Time： 1:00pm Sept 22nd 2014
Address： Rm 102, East wing of Old Chemistry Building, Peking Unversity
Chair： Prof. Ping Wei, Center for Quantitative Biology
The integration of genetic, biochemical, and engineering techniques with vast amount of sequencing data have enabled us to decode the genetic information of different biological systems with unprecedented resolution. However, this process has been limited by the lack of powerful and precise tools to control biological systems at genome-scale, especially in eukaryotes. Genome engineering technology enables the targeted modification and modulation of genome sequences, with wide applications in basic research and medicine. One of the most exciting recent advances in this field is the development of RNA-guided designer nuclease based on Type II clustered regularly interspaced short palindromic repeats (CRISPR)-Cas9 system. We and many other groups have previously shown the effectiveness, robustness, and scalability of this technology in editing mammalian genomes in vitro. Beyond these studies, further improvement of its efficiency and specificity, and the in vivo delivery of this system in animal models are key steps towards further applications of the CRISPR-Cas9 system.

__PROBLEM SET__
1. Name every kind of technique that the CRISPR-Cas9 seminar abstract says is integrated with sequencing data.
2. Carry on the CRISPR-Cas9 seminar abstract from its last sentence.

__DATA EXTRACTS__
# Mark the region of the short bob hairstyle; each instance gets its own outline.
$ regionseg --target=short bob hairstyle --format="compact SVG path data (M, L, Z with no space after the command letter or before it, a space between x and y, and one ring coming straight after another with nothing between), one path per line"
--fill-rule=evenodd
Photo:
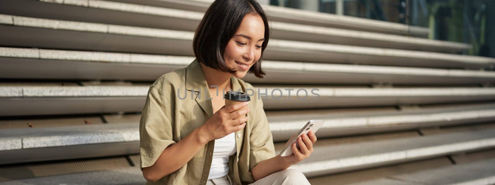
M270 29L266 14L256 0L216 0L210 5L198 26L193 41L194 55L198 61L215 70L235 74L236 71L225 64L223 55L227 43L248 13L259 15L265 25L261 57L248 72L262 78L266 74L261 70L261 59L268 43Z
==
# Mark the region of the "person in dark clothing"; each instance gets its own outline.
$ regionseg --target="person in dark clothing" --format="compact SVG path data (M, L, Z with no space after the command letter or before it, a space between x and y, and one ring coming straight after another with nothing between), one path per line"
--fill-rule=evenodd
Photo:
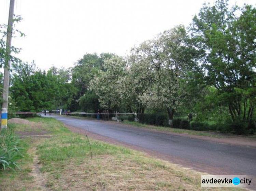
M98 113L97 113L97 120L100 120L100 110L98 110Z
...
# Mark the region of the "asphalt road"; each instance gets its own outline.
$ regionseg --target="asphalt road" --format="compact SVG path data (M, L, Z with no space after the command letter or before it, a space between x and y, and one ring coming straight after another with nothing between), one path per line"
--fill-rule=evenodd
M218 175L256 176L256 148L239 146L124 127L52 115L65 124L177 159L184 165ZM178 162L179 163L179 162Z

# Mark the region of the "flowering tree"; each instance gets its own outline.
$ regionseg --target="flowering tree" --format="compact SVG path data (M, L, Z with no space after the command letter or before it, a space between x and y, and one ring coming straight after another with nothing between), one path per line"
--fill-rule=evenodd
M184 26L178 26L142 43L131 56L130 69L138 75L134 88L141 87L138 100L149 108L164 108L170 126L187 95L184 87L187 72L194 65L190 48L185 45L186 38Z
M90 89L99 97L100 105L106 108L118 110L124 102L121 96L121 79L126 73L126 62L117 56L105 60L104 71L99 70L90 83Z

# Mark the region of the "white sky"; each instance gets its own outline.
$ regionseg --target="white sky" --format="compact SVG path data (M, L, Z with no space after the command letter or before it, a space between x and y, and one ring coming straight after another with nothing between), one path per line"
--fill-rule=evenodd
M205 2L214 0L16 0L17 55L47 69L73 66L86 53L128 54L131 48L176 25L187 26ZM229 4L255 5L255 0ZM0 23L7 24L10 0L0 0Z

__OUTPUTS BY TASK__
1. Genetic, biochemical, and engineering techniques

2.
Here we present our recent progress on the improvement of the CRISPR-Cas9 technology, particularly in vivo editing of target genomic loci in adult animals using a novel CRISPR-Cas9 system delivered by adeno-associated virus (AAV). We developed this new orthologous Cas9 to allow the inclusion of all required components of CRISPR-Cas9 system in a single AAV vector. To demonstrate the functionality of our design and establish its therapeutic potential, we chose to use this system to edit genes in mouse liver whose homologous human versions are associated with metabolic diseases. We also characterized its efficiency and specificity compared with the widely used S. pyogenes Cas9 system. Our results exhibit the expandability of the CRISPR-Cas9 tools, the benefit of developing orthologous Cas9 system, and the applicability of CRISPR-Cas9 system for in vivo genome engineering.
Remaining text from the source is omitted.